▸ **Extract to read**
Data and statistics
Cancer is the uncontrolled growth and spread of cells that arises from a change in one single cell. The change may be started by external agents and/or inherited genetic factors and can affect almost any part of the body. The transformation from a normal cell into a tumour cell is a multistage process where growths often invade surrounding tissue and can metastasize to distant sites. These changes result from the interaction between a person’s genetic factors and any of 3 categories of external agents:
- physical carcinogens, such as ultraviolet and ionizing radiation or asbestos;
- chemical carcinogens, such as vinyl chloride, or betnapthylamine (both rated by the International Agency for Research into Cancer as carcinogenic), components of tobacco smoke, aflatoxin (a food contaminant) and arsenic (a drinking-water contaminant); and
- biological carcinogens, such as infections from certain viruses, bacteria or parasites.
Most chemicals to which people are exposed in everyday life have not been tested for their long-term impact on human health.
Many cancers can be prevented by avoiding exposure to common risk factors, such as tobacco smoke. In addition, a significant proportion of cancers can be cured, by surgery, radiotherapy or chemotherapy, especially if they are detected early.
Quick facts and figures
- With more than 3.7 million new cases and 1.9 million deaths each year, cancer represents the second most important cause of death and morbidity in Europe. On a global scale, cancer accounted for 8.2 million deaths (around 13% of the total) in 2012.
- Tobacco consumption and excessive alcohol consumption cause about 40% of the total cancer burden. The precise figures vary from country to country.
- If the consequences of inappropriate diet, obesity and insufficient physical activity are added, the percentage of cancers due to an unhealthy lifestyle rises to 60%.

▸ **Required action**
Continue the text on cancer data and statistics, picking up after its last sentence.

▸ **Source material**
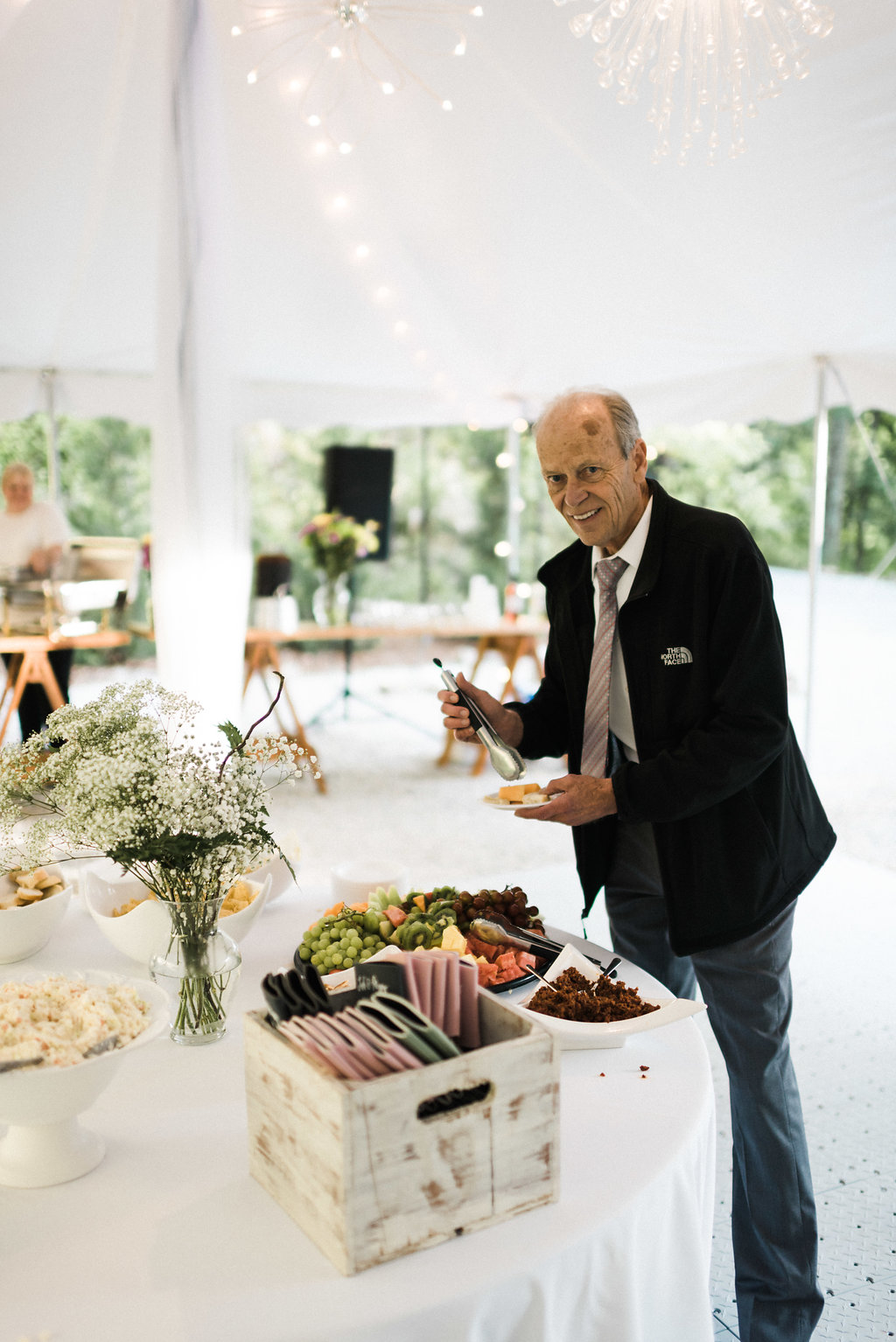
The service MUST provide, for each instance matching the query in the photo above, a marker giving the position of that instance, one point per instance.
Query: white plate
(495, 800)
(576, 1033)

▸ **Final answer**
- Although more than 40% of cancer deaths can be prevented, cancer accounts for 20% of deaths in the European Region.
- Europe comprises only one eighth of the total world population but has around one quarter of the global total of cancer cases with some 3.7 million new patients per year.
- Lung, breast, stomach, liver, colon and breast cancer cause the most cancer deaths each year.
- Tobacco use is the single most important risk factor for cancer.
WHO developed the STEPwise approach to chronic disease risk factor surveillance to promote the use of standardized methods and tools. It enables countries to strengthen their capacity to collect the core data required for policy and programme development, implementation and evaluation. The approach has been undertaken in low- and middle-income countries throughout the world.
The WHO Global Health Observatory is an online tool created to improve access by public-health professionals to country-level data on chronic diseases and risk factors. It brings together survey data collected from all WHO Member States and provides users with full traceability and access to survey methods.